__WHAT TO WORK ON__
Write out the whole listing without a single alteration.

__EXCERPTED DATA__
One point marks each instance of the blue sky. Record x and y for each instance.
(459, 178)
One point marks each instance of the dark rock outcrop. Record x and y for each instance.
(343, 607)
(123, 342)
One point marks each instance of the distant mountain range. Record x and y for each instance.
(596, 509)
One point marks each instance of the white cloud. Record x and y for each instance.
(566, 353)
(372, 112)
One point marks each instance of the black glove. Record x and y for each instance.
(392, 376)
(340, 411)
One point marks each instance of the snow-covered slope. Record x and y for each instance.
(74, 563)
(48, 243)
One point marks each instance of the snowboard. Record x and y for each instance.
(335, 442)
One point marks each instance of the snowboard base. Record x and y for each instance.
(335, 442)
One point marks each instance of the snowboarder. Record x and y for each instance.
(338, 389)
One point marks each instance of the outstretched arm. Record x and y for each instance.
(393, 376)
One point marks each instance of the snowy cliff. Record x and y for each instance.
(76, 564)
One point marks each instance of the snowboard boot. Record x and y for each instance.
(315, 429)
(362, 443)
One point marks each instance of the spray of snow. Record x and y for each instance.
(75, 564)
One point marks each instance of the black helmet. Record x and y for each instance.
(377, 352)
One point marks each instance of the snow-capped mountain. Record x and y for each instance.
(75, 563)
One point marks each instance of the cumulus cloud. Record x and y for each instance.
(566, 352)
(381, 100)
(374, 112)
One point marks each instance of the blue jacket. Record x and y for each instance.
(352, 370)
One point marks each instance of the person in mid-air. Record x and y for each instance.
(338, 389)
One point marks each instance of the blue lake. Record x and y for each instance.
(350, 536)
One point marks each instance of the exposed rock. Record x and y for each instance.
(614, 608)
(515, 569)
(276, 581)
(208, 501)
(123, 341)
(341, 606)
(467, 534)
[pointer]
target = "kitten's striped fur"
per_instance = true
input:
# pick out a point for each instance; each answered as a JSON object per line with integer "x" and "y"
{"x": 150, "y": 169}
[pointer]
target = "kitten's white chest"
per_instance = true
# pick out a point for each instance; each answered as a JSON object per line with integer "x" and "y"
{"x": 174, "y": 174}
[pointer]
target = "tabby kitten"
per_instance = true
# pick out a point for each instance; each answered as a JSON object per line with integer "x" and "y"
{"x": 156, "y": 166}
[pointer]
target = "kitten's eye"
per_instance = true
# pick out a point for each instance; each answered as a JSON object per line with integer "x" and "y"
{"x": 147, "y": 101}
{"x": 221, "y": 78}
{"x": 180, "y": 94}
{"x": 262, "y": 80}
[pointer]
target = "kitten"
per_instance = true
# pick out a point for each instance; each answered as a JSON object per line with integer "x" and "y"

__WRITTEN SOLUTION__
One point marks each instance of the blue sky. Record x and y for each instance.
(459, 178)
One point marks each instance of the dark rock outcrop. Record x and y for each instance.
(343, 607)
(123, 342)
One point marks each instance of the distant mountain range. Record x and y for each instance.
(596, 509)
One point marks each instance of the white cloud. Record x and y for each instance.
(566, 353)
(372, 112)
One point marks each instance of the black glove. Record x and y for each instance.
(392, 376)
(340, 411)
One point marks each instance of the snow-covered slope. Record x and y for each instance.
(74, 563)
(48, 243)
One point marks each instance of the snowboard. Record x and y for each instance.
(335, 442)
One point marks each instance of the snowboard base. Record x and y for each instance.
(335, 442)
One point marks each instance of the snowboarder. Record x and y for each instance.
(338, 389)
One point marks each instance of the outstretched arm. Record x and y for each instance.
(393, 376)
One point marks each instance of the snowy cliff. Record x and y for each instance.
(76, 564)
One point marks each instance of the snowboard boot. Record x and y for each instance.
(315, 429)
(362, 443)
One point marks each instance of the spray of snow. Record x and y for each instance.
(75, 564)
One point marks each instance of the black helmet. Record x and y for each instance.
(377, 352)
One point marks each instance of the snow-capped mountain. Record x and y for each instance.
(75, 563)
One point marks each instance of the cumulus cloud. Record x and y for each instance.
(566, 352)
(381, 100)
(374, 112)
One point marks each instance of the blue jacket. Record x and y for each instance.
(352, 370)
One point marks each instance of the person in mid-air. Record x and y for each instance.
(338, 389)
One point marks each instance of the blue lake. Record x and y for each instance.
(350, 536)
One point marks each instance of the exposed rock. Record x and y for each instance.
(614, 608)
(515, 569)
(276, 581)
(208, 501)
(123, 341)
(341, 606)
(467, 534)
[pointer]
target = "kitten's striped fur"
per_instance = true
input:
# pick out a point for each instance; each answered as a JSON object per line with integer "x" and "y"
{"x": 150, "y": 169}
[pointer]
target = "kitten's white chest"
per_instance = true
# pick out a point for each instance; each answered as a JSON object per line with integer "x" and "y"
{"x": 174, "y": 174}
[pointer]
target = "tabby kitten"
per_instance = true
# pick out a point for each instance; each answered as a JSON object per line with integer "x" and "y"
{"x": 156, "y": 166}
[pointer]
target = "kitten's eye"
per_instance = true
# pick out a point for each instance; each answered as a JSON object per line with integer "x" and "y"
{"x": 147, "y": 101}
{"x": 221, "y": 78}
{"x": 180, "y": 94}
{"x": 262, "y": 80}
[pointer]
target = "kitten"
per_instance = true
# pick out a point for each instance; each answered as a JSON object per line with integer "x" and "y"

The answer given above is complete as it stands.